§ **Do this**
Convert the records below into a two-column CSV with the headers text and answer, one row per record, each field quoted and any line breaks inside a field replaced by spaces. Leave the pictures out.
#### Stored records ####
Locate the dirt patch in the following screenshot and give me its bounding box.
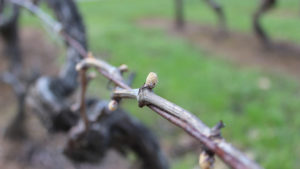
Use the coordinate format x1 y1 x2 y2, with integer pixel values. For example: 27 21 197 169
138 19 300 79
0 29 131 169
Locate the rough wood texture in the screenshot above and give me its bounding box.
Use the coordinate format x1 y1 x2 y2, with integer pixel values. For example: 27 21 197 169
8 0 261 169
77 58 261 169
5 0 168 169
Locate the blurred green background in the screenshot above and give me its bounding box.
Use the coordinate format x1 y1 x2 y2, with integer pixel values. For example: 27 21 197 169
22 0 300 169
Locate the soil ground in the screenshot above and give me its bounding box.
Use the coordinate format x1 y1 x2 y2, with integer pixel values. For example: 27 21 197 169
0 19 300 169
0 29 130 169
138 18 300 79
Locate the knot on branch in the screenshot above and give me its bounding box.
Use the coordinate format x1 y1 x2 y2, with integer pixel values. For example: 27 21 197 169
137 72 158 107
143 72 158 89
119 64 128 73
209 121 225 141
108 100 118 111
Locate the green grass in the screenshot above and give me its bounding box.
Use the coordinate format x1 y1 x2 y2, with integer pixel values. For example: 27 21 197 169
19 0 300 169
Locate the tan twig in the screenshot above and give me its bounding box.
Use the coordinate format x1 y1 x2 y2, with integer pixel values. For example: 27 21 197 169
11 0 261 169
####
§ **Correct output**
text,answer
"Locate the dirt patch in the following screenshot and give me its bounding box. Use the coordinate format x1 y1 x2 y2, with integer pixel values. For example: 27 21 197 169","138 19 300 79 0 29 131 169"
"Locate the rough wood texture in the screenshot above and give me its bounding box. Use the coordinate format x1 y1 x2 y2, with integer pixel values. For example: 27 21 197 169","8 0 261 169 77 58 261 169 5 0 168 169"
"Locate the blurred green background in the screenshot above and give me its bounding box. Use the coordinate format x1 y1 x2 y2, with integer pixel values. For example: 27 21 197 169","22 0 300 169"
"Locate the soil ground in the screenshot above and give me its bounding box. Use the coordinate format x1 y1 x2 y2, with integer pixel values. For example: 27 21 197 169","0 19 300 169 0 29 130 169 138 18 300 79"
"Locate the knot on branch in the screenshot above and give me its bounding box. Use the coordinate format x1 y1 x2 y2, with integer pixel values. For example: 27 21 197 169","137 72 158 107 143 72 158 89 119 64 128 73 209 121 225 141 108 100 118 111"
"Locate the green grass in the screenshot above and give me its bounding box. Use the coordinate format x1 y1 x2 y2, with integer pixel values. For example: 27 21 197 169","19 0 300 169"
"Locate the tan twig in the screenshot above and give me its bounding box. Use the coordinate format x1 y1 x2 y2, with integer pixel values. For example: 27 21 197 169","11 0 261 169"